• _Problem_
Please update the data below by replacing every "place a marker on" with "put a point on" and leaving all else unchanged.

• _Data records_
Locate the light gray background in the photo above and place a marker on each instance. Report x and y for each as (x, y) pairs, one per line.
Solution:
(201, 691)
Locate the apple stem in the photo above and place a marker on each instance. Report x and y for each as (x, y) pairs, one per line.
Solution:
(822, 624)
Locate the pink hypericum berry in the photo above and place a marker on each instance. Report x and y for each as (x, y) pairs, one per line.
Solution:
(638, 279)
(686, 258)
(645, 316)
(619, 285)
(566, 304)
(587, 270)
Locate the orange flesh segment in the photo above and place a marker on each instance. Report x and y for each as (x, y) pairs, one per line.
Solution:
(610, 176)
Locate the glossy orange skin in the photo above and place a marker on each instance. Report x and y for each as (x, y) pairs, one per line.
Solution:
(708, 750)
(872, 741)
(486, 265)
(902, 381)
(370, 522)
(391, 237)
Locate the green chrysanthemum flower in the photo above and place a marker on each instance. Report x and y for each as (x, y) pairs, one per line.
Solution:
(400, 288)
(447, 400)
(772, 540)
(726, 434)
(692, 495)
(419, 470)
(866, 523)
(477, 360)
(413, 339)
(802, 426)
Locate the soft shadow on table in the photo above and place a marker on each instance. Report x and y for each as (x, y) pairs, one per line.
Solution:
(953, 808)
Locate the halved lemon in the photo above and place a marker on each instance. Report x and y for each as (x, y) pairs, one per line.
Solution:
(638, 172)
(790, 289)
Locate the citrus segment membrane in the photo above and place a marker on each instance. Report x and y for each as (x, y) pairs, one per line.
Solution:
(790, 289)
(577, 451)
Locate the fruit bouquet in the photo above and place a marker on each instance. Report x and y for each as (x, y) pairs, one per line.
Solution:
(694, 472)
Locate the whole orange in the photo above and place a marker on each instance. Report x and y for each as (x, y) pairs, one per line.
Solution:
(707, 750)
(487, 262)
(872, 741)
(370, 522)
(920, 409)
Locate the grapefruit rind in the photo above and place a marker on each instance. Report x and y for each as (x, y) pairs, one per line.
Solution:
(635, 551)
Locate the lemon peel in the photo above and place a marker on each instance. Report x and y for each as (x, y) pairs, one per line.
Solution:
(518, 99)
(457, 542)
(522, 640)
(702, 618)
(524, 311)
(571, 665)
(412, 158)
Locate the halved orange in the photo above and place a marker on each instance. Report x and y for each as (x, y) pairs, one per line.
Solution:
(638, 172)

• _Task result_
Locate the light gray background in the photo above and put a point on each instance. Report x and y for each as (x, y) pairs, one per line.
Solution:
(201, 691)
Locate the apple stem in the photo above and put a point on each instance. Report x and y for each as (x, y) pairs, one per line.
Solution:
(822, 624)
Locate the pink hypericum berry in the photo above and put a point on each instance. Report x and y for each as (x, y) pairs, one per line.
Solution:
(638, 279)
(686, 258)
(645, 316)
(619, 285)
(566, 304)
(587, 270)
Locate the orange flesh segment in the photo above and put a point on each instance. Report x and y for each as (x, y) pairs, one per line.
Solution:
(610, 176)
Locate the glossy orange skin in the photo above and put a point on each instance. Report x and y for each as (x, y) pairs, one per line.
Solution:
(708, 750)
(872, 741)
(486, 265)
(902, 381)
(370, 522)
(391, 237)
Locate the green chrysanthemum flower in the photo above and put a point on each instance. Report x and y for each as (x, y) pairs, one per line.
Solution:
(400, 288)
(447, 400)
(772, 540)
(726, 434)
(692, 495)
(419, 470)
(866, 523)
(477, 360)
(413, 339)
(802, 426)
Locate the soft shadow on table in the photo above and put a point on each instance. Report x and y for each as (x, y) pairs, one per line.
Solution:
(953, 808)
Locate the halved lemon in the photo above and put a point on each instance. Report x and y for each as (x, y) pairs, one per line.
Solution:
(638, 172)
(790, 289)
Locate the citrus segment membrane in the photo above and put a point on each instance. Report x and y for each as (x, y) pairs, one per line.
Solution:
(790, 289)
(577, 451)
Locate the fruit bouquet in the photo above and put a point on each instance. Report x and y for each as (x, y) pairs, one per line.
Solution:
(694, 472)
Locate the whole orange in the photo above and put a point on each instance. Report x and y for each as (x, y) pairs, one per line.
Solution:
(707, 750)
(487, 262)
(872, 741)
(370, 522)
(920, 409)
Locate the grapefruit rind in the photo above and put a point on each instance. Report x and y for each as (x, y) pairs, one per line.
Solution:
(635, 551)
Locate the lemon peel in the photo above and put a point on each instance. Report x and y for each as (x, y) pairs, one per line.
Solution:
(518, 99)
(457, 542)
(522, 640)
(702, 618)
(524, 311)
(571, 665)
(412, 158)
Locate the halved orange in the photo above and put a point on each instance. Report x and y for each as (x, y) pairs, one per line.
Solution:
(638, 172)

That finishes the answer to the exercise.